The shearling coats we’ve done over the past three years have been pleasingly received - the olive double-breasted in 2020, the very dark-brown version in 2021, and the mid-brown overshirt this past winter. 

But cutting them all does lead to some frustrating wastage. Shearling is precious stuff, and leather makers (just like furriers) hate wasting the materials they value so highly. Visit any leather workshop and you’ll see spare skins or parts of skins everywhere. 

I wondered aloud whether all these offcuts could be used for anything - like a hat perhaps, suitable for the uncharacteristically cold weather. Pauline and Sarah had some thoughts, and within a couple of days had a design ready. Such are the virtues of being your own leather workshop. 

The result is not that unusual: a six-panel crown with a wide strip around the bottom, turned up to show the shearling inside.

However, the design does have one advantage, which is that you can adjust how far the shearling is turned up, making it lower or higher on the head. Those that wish to cover the ears further can do so, though to be honest it’s so warm I don’t need to even when it’s way below freezing. 

There’s actually an interesting point of physics there, which perhaps a suitably educated reader can explain: if you make the top of your head really warm, that heat travels downwards, making it less necessary to cover the ears or neck. Biting wind is the only time I think you'd need to. 

I’m reminded of George when he buys a rather less attractive fur hat in Seinfeld: “This hat just bottles in the heat. I don’t even need a coat, it’s unbelievable!”

********************

## Direction
Name each shearling garment that the shearling hat text says was made in the past three years, with the year or season given for it. The listing is separate material with no connection to the shearling hat text.

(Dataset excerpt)
********************

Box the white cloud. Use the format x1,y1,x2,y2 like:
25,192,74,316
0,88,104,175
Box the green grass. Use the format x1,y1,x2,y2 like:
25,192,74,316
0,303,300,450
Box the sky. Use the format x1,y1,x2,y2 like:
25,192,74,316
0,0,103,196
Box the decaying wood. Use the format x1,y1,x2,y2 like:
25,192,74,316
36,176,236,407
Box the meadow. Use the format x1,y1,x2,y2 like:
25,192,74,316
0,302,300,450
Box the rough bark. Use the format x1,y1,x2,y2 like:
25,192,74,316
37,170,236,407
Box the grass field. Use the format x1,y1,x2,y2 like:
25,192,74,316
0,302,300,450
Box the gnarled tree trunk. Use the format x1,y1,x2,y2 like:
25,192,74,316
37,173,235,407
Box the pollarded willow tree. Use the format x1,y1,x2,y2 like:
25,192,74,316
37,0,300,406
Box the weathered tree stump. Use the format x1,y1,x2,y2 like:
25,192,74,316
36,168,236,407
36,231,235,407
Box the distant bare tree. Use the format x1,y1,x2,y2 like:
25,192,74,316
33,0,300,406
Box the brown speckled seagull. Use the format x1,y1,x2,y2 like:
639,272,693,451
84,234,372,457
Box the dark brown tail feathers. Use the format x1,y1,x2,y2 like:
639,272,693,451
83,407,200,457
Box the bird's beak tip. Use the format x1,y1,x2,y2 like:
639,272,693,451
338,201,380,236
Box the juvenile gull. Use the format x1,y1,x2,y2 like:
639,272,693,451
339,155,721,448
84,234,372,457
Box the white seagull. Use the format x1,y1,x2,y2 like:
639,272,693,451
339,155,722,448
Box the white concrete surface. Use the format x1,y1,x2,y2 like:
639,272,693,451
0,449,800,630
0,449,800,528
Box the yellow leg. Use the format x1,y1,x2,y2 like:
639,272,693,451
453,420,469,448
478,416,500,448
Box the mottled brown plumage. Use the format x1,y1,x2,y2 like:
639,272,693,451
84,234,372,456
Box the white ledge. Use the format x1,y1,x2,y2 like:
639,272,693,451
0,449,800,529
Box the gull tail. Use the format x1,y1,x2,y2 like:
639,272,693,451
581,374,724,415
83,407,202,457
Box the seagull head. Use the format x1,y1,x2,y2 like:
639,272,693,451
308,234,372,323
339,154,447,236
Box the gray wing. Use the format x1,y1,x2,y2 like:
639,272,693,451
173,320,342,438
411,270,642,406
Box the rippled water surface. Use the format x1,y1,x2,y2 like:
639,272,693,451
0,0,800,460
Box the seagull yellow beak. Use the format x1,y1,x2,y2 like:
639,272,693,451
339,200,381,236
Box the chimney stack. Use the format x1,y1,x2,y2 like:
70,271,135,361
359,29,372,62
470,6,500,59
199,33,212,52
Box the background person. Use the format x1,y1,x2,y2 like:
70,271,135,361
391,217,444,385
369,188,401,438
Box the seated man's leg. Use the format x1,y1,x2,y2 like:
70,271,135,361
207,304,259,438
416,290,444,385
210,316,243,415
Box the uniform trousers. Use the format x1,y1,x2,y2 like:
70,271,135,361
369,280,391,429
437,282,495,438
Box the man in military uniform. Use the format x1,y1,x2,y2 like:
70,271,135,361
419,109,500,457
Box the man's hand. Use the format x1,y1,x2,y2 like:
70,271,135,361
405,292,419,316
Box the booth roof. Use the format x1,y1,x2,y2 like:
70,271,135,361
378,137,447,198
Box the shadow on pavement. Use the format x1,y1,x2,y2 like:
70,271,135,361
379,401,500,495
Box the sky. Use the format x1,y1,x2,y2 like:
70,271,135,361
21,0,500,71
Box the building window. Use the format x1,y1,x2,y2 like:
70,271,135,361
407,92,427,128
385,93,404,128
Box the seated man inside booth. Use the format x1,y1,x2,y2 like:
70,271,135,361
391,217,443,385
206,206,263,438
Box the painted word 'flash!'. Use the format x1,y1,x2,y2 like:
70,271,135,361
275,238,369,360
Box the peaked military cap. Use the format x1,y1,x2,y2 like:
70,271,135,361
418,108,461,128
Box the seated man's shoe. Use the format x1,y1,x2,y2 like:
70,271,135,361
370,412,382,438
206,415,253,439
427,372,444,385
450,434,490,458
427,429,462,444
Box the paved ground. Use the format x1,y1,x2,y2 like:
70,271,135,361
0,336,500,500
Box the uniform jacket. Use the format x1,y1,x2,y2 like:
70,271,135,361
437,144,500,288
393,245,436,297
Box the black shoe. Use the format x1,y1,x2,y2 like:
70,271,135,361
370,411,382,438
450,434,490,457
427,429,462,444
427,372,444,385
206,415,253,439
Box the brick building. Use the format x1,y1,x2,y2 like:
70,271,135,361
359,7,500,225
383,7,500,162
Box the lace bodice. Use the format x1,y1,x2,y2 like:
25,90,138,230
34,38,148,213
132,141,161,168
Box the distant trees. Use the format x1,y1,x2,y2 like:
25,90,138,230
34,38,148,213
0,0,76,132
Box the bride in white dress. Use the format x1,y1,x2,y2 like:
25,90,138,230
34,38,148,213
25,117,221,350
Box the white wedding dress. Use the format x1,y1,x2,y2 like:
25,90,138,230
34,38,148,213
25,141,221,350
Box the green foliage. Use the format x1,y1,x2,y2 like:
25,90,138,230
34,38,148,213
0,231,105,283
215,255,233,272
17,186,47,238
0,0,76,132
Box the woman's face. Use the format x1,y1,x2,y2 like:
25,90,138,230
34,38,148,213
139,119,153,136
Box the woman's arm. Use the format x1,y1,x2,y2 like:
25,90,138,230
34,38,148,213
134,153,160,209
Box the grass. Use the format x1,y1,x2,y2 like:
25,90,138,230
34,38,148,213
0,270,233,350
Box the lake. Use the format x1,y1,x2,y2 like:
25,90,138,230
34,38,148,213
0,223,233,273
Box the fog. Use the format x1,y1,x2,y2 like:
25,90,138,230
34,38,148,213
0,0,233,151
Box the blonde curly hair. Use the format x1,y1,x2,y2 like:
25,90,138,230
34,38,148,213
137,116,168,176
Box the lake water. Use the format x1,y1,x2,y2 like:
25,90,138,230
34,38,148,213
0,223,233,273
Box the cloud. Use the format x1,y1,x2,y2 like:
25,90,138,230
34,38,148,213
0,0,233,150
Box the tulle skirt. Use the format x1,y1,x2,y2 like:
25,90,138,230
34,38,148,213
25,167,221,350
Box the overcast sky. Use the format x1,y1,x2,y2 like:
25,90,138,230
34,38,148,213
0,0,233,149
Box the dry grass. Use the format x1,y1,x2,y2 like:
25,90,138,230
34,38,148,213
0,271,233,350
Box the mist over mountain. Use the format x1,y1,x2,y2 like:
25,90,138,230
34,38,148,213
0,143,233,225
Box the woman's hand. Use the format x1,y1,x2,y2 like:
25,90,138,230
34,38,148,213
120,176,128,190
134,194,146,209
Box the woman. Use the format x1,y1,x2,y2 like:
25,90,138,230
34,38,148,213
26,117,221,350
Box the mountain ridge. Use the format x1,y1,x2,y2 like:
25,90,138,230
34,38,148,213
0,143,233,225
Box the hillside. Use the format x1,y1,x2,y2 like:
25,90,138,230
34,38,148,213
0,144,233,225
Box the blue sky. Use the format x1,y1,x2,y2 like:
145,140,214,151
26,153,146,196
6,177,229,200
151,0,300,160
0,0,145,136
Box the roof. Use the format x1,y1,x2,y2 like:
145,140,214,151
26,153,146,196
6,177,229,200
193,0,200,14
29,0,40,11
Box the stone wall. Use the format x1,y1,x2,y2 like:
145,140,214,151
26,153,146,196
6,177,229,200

********************

## Solution to this exercise
- The olive double-breasted coat, 2020
- The very dark-brown version, 2021
- The mid-brown overshirt, this past winter